TASK REQUIREMENTS: The answer must consist only of the lines from the line with "point_to marks one point per instance of the yellow body" to the line with "point_to marks one point per instance of the black seat", both included, exactly as they stand below.

* * * *

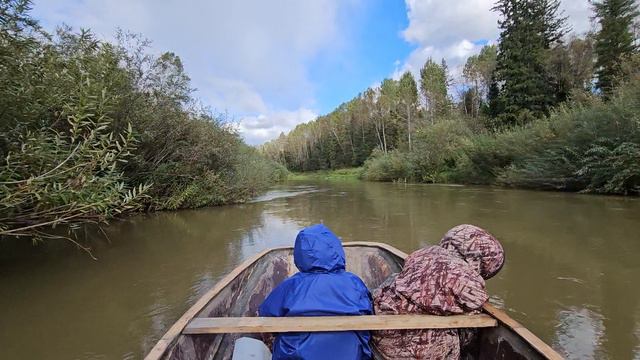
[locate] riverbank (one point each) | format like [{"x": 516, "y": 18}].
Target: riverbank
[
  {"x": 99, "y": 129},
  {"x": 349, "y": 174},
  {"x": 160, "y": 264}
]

* * * *

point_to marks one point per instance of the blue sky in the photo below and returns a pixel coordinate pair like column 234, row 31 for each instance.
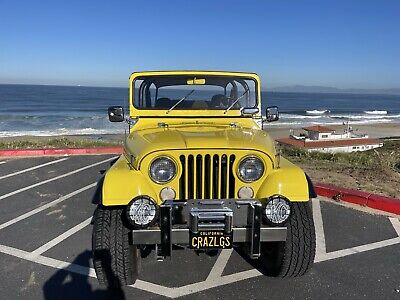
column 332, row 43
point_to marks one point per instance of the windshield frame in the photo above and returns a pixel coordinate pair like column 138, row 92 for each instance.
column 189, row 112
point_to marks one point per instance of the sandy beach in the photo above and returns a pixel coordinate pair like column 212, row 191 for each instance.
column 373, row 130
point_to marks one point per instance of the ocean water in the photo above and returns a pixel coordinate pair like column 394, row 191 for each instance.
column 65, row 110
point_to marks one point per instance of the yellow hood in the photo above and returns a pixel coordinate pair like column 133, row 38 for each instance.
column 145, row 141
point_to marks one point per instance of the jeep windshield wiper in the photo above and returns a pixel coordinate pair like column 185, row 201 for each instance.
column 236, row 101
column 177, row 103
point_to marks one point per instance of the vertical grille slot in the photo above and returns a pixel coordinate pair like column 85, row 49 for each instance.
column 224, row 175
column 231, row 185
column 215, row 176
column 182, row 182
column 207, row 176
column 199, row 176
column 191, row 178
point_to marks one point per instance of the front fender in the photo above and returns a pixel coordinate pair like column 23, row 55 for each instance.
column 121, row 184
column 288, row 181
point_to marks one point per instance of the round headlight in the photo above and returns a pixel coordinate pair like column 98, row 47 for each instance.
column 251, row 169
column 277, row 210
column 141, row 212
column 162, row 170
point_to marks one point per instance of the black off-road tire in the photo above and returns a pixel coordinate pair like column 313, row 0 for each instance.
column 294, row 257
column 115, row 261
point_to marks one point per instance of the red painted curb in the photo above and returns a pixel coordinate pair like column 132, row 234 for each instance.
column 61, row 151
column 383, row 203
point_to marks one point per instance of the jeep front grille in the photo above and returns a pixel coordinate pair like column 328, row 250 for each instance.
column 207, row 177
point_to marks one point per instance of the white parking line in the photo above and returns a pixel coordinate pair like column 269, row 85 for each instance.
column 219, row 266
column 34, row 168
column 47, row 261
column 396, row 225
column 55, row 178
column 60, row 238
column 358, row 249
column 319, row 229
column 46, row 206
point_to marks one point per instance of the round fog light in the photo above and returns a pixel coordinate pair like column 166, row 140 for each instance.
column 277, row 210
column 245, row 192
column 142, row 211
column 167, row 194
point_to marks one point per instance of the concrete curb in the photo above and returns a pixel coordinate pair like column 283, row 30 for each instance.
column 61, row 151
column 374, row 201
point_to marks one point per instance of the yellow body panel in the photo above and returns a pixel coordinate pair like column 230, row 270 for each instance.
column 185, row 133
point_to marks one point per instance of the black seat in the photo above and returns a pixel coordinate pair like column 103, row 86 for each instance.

* * * *

ANSWER FOR THE TASK:
point_to marks one point per instance of the yellow body panel in the photo above and returns a pixel coordinate pair like column 230, row 270 for each instance.
column 185, row 133
point_to marks one point per instance of the black seat in the photo above and returns a pixel coordinate pair like column 103, row 86 for each instance.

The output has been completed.